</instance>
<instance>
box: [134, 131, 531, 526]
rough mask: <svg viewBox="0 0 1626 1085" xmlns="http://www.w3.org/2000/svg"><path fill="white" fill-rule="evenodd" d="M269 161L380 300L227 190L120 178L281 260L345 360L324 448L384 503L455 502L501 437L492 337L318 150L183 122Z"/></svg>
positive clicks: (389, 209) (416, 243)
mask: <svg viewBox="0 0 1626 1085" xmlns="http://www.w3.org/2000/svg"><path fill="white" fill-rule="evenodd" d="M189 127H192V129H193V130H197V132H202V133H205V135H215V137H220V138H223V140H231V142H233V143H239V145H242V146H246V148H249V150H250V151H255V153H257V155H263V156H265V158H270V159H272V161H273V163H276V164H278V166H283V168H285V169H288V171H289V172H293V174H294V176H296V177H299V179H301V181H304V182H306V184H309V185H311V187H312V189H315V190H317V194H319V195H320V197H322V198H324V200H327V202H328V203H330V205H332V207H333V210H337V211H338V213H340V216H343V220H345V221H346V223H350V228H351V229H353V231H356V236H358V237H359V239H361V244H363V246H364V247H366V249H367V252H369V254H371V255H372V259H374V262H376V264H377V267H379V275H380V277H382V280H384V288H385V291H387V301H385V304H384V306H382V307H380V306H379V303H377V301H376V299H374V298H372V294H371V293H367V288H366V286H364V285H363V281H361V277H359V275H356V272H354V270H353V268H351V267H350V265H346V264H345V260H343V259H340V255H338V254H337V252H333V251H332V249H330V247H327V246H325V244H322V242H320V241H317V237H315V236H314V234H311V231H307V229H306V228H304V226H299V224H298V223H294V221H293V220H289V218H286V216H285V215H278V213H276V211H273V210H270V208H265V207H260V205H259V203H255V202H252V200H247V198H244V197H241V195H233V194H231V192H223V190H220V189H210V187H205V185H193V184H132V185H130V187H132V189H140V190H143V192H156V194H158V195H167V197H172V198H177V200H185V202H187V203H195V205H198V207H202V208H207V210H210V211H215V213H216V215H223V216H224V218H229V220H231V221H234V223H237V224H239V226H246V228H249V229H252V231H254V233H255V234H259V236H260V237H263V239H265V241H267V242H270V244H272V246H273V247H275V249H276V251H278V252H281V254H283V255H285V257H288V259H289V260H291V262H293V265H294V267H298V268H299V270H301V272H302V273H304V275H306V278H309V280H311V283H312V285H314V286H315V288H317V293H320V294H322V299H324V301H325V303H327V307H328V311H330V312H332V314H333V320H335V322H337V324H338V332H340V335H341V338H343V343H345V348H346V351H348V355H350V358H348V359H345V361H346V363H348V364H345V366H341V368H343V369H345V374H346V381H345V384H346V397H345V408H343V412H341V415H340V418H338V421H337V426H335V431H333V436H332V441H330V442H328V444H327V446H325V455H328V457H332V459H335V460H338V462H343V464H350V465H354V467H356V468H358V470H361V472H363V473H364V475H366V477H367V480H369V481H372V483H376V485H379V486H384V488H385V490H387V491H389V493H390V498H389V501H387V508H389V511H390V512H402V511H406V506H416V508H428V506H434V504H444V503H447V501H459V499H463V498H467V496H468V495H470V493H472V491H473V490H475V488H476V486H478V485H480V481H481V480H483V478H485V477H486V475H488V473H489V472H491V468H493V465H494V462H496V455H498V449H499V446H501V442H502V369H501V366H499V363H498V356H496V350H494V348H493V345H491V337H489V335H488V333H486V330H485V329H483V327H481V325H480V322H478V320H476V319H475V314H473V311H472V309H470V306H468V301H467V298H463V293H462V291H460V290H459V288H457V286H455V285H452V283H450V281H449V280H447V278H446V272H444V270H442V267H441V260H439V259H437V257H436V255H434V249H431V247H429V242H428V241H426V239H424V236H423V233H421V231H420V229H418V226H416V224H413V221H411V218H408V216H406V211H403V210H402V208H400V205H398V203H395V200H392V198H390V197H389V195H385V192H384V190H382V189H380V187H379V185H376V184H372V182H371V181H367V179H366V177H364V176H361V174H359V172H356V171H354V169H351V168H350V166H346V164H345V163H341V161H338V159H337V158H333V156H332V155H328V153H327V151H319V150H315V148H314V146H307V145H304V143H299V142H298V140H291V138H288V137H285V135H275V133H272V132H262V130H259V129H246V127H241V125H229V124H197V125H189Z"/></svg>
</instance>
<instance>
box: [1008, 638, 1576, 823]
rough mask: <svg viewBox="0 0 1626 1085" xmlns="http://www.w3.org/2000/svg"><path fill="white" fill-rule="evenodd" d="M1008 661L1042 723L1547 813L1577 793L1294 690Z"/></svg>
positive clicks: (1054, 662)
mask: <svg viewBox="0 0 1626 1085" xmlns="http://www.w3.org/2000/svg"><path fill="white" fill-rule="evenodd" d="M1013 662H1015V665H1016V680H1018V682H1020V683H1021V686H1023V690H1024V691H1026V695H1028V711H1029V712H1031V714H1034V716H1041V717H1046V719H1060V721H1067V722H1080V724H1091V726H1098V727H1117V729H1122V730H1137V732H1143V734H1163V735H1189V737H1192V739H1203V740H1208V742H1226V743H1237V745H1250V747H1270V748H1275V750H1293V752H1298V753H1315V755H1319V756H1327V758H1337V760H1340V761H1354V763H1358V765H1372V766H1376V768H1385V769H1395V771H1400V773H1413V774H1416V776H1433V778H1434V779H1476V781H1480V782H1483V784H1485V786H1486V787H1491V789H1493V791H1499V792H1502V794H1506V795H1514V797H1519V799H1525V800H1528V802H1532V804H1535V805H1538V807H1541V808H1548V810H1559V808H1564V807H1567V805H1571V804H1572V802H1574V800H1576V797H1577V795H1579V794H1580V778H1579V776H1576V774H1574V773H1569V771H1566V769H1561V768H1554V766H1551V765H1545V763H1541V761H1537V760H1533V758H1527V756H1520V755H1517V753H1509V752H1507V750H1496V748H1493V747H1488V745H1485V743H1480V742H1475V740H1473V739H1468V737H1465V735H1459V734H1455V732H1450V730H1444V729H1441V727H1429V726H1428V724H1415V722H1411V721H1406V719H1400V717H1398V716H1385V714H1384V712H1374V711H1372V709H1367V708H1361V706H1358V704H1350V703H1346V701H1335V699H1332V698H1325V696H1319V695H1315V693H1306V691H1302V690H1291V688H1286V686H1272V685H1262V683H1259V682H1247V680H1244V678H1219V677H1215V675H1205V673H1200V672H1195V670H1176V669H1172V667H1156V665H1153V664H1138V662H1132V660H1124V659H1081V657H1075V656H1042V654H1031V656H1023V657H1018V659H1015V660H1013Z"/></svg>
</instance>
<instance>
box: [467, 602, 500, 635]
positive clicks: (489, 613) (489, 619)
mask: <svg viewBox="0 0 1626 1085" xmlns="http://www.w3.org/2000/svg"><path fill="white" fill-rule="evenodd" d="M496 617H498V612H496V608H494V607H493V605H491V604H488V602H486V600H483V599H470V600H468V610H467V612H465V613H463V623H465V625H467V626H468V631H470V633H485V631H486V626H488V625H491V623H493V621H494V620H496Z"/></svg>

^^^^

- [TASK STATEMENT] Figure out how many lines of the data above include "rough", then give the number and nothing more.

- [RESULT OF THIS TASK] 2